Source extract:
* * *
Teenage Mutant Electrophoresis

   DNA testing has opened a completely new realm of scientific possibilities. The process has evolved over the years from a tedious task in which a lone scientist charted nucleotides by hand to a routine procedure often rapidly performed by robots. The technique has numerous applications, including testing for evolutionary relationships, crime scene investigation, testing familial relationships, and individual testing for genetic predispositions for certain diseases.
   In our lab, we will be testing for a hypothetical disease, as disease testing is unethical in a high school environment. The gene for the "disease" we will be testing for comes in two separate forms: a long, sterile segment and a short, disease-causing segment. The short form is a recessive disorder, so we will need two copies (homozygous recessive) to have the predisposition. With Polymerase Chain Reaction (PCR) we will be able to target and amplify this specific gene, although in reality it is an intron that does not code for protein.
* * *
Recorded data:
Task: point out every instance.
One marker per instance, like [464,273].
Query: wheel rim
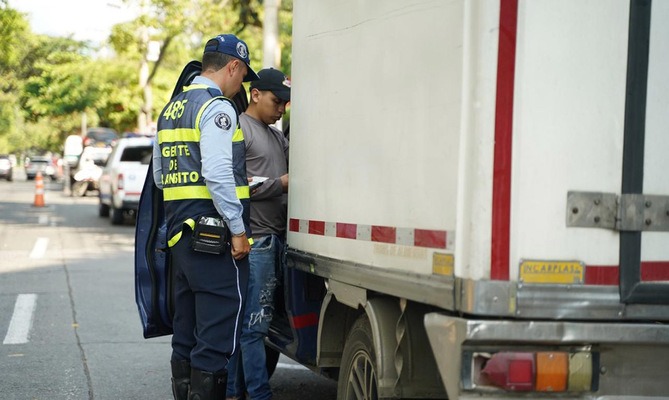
* * *
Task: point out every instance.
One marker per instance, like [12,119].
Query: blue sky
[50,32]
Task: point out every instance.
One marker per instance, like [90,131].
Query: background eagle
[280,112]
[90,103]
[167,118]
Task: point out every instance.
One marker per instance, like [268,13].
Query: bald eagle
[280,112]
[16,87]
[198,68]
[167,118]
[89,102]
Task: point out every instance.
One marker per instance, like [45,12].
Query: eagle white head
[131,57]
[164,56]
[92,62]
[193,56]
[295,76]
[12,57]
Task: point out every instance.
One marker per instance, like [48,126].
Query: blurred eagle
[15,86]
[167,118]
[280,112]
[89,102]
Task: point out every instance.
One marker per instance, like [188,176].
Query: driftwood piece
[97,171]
* * *
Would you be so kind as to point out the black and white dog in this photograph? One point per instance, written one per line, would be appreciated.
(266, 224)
* * *
Problem to solve: Reproduce the full text on DNA testing and electrophoresis above, title included, word for word.

Result of this exercise:
Teenage Mutant Electrophoresis

   DNA testing has opened a completely new realm of scientific possibilities. The process has evolved over the years from a tedious task in which a lone scientist charted nucleotides by hand to a routine procedure often rapidly performed by robots. The technique has numerous applications, including testing for evolutionary relationships, crime scene investigation, testing familial relationships, and individual testing for genetic predispositions for certain diseases.
   In our lab, we will be testing for a hypothetical disease, as disease testing is unethical in a high school environment. The gene for the "disease" we will be testing for comes in two separate forms: a long, sterile segment and a short, disease-causing segment. The short form is a recessive disorder, so we will need two copies (homozygous recessive) to have the predisposition. With Polymerase Chain Reaction (PCR) we will be able to target and amplify this specific gene, although in reality it is an intron that does not code for protein.